## Instruction
Continue the kernel bug report below about the soft lockup during reboot, starting after its last sentence.

## Excerpt
***

[Kernel-packages] [Bug 1730717] Re: Some VMs fail to reboot with "watchdog: BUG: soft lockup - CPU#0 stuck for 22s! [systemd:1]"

Colin Ian King Thu, 07 Dec 2017 09:36:33 -0800

** Description changed:

- This is impacting us for ubuntu autopkgtests. Eventually the whole
- region ends up dying because each worker is hit by this bug in turn and
- backs off until the next reset (6 hourly).
+ == SRU Justification ==
+ 
+ The fix to bug 1672819 can cause an lockup because it can spin
+ indefinitely waiting for a child to exit.
+ 
+ [FIX]
+ Add a sauce patch to the original fix to insert a reasonable small delay and 
an upper bounds to the number of retries that are made before bailing out with 
an error. This avoids the lockup and also is less aggressive in the retry loop.
+ 
+ [TEST]
+ Without the fix the machine hangs. With the fix, the lockup no longer occurs.
+ 
+ [REGRESSION POTENTIAL]
+ There may be an issue with the interruptible sleep having some unforeseen 
impact with userspace racy code that expects the system call to return quickly 
when the race condition occurs and instead it gets delayed by a few 
milliseconds while the retry loop spins.  However, code that relies on timing 
on fork/exec inside pthreads where this particular code path could bite is 
generally non-POSIX conforming racy code anyhow.

***

## Supplied data
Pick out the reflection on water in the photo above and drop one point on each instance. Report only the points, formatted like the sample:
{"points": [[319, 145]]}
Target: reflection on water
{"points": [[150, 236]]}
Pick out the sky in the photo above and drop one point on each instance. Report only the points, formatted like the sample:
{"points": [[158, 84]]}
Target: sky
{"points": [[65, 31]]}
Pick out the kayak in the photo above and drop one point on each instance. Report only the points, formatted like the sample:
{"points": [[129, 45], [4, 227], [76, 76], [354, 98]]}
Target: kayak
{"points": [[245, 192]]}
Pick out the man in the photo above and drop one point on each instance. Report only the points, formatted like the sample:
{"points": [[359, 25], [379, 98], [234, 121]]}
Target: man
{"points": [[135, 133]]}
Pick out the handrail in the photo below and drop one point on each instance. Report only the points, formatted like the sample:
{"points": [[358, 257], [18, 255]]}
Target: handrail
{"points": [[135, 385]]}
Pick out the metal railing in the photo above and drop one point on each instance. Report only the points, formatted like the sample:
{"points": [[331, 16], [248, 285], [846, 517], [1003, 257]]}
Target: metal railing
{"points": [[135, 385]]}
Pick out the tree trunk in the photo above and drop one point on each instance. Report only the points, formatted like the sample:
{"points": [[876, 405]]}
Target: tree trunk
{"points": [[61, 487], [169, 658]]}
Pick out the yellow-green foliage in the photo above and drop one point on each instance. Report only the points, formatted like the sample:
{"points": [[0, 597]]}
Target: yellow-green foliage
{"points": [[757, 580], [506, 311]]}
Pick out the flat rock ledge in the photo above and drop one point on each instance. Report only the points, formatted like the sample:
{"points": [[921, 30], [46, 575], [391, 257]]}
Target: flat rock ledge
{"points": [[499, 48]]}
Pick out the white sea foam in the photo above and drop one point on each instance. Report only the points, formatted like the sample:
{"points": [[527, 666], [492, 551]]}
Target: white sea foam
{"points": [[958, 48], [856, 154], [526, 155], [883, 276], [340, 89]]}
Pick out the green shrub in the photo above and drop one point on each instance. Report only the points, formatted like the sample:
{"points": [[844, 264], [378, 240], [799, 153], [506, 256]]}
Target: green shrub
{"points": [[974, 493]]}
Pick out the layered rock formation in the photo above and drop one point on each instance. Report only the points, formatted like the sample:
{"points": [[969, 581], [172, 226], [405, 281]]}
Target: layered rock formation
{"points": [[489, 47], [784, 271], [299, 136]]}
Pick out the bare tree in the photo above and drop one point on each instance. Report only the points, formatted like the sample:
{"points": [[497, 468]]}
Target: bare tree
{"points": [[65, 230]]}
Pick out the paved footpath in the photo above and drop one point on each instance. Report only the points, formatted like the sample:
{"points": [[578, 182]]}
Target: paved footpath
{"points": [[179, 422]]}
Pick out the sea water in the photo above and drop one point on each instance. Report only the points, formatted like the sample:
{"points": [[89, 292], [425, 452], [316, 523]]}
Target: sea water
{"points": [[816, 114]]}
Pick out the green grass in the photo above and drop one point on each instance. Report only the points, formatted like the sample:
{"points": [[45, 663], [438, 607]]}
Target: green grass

***

## Solved problem
+ 
+ -----------------------------------
+ 
+ 
+ This is impacting us for ubuntu autopkgtests. Eventually the whole region 
ends up dying because each worker is hit by this bug in turn and backs off 
until the next reset (6 hourly).
  
  17.10 (and bionic) guests are sometimes failing to reboot. When this
  happens, you see the following in the console
  
    [[0;32m  OK  [0m] Reached target Shutdown.
    [  191.698969] watchdog: BUG: soft lockup - CPU#0 stuck for 22s! [systemd:1]
    [  219.698438] watchdog: BUG: soft lockup - CPU#0 stuck for 22s! [systemd:1]
    [  226.702150] INFO: rcu_sched detected stalls on CPUs/tasks:
    [  226.704958] »(detected by 0, t=15002 jiffies, g=5347, c=5346, q=187)
    [  226.706093] All QSes seen, last rcu_sched kthread activity 15002 
(4294949060-4294934058), jiffies_till_next_fqs=1, root ->qsmask 0x0
    [  226.708202] rcu_sched kthread starved for 15002 jiffies! g5347 c5346 
f0x2 RCU_GP_WAIT_FQS(3) ->state=0x0
  
  One host that exhibits this behaviour was:
  
    Linux klock 4.4.0-98-generic #121-Ubuntu SMP Tue Oct 10 14:24:03 UTC
  2017 x86_64 x86_64 x86_64 GNU/Linux
  
  guest running:
  
    Linux version 4.13.0-16-generic (buildd@lcy01-02) (gcc version 7.2.0
  (Ubuntu 7.2.0-8ubuntu2)) #19-Ubuntu SMP Wed Oct 11 18:35:14 UTC 2017
  (Ubuntu 4.13.0-16.19-generic 4.13.4)
  
  The affected cloud region is running the xenial/Ocata cloud archive, so
  the version of qemu-kvm in there may also be relevant.
  
  Here's how I reproduced it in lcy01:
  
    $ for n in {1..30}; do nova boot --flavor m1.small --image 
ubuntu/ubuntu-artful-17.10-amd64-server-20171026.1-disk1.img --key-name 
testbed-`hostname` --nic net-name=net_ues_proposed_migration laney-test${n}; 
done
    $ <ssh to each instance> sudo reboot
    # wait a minute or so for the instances to all reboot
    $ for n in {1..30}; do echo "=== ${n} ==="; nova console-log laney-test${n} 
| tail; done
  
  On bad instances you'll see the "soft lockup" message - on good it'll
  reboot as normal.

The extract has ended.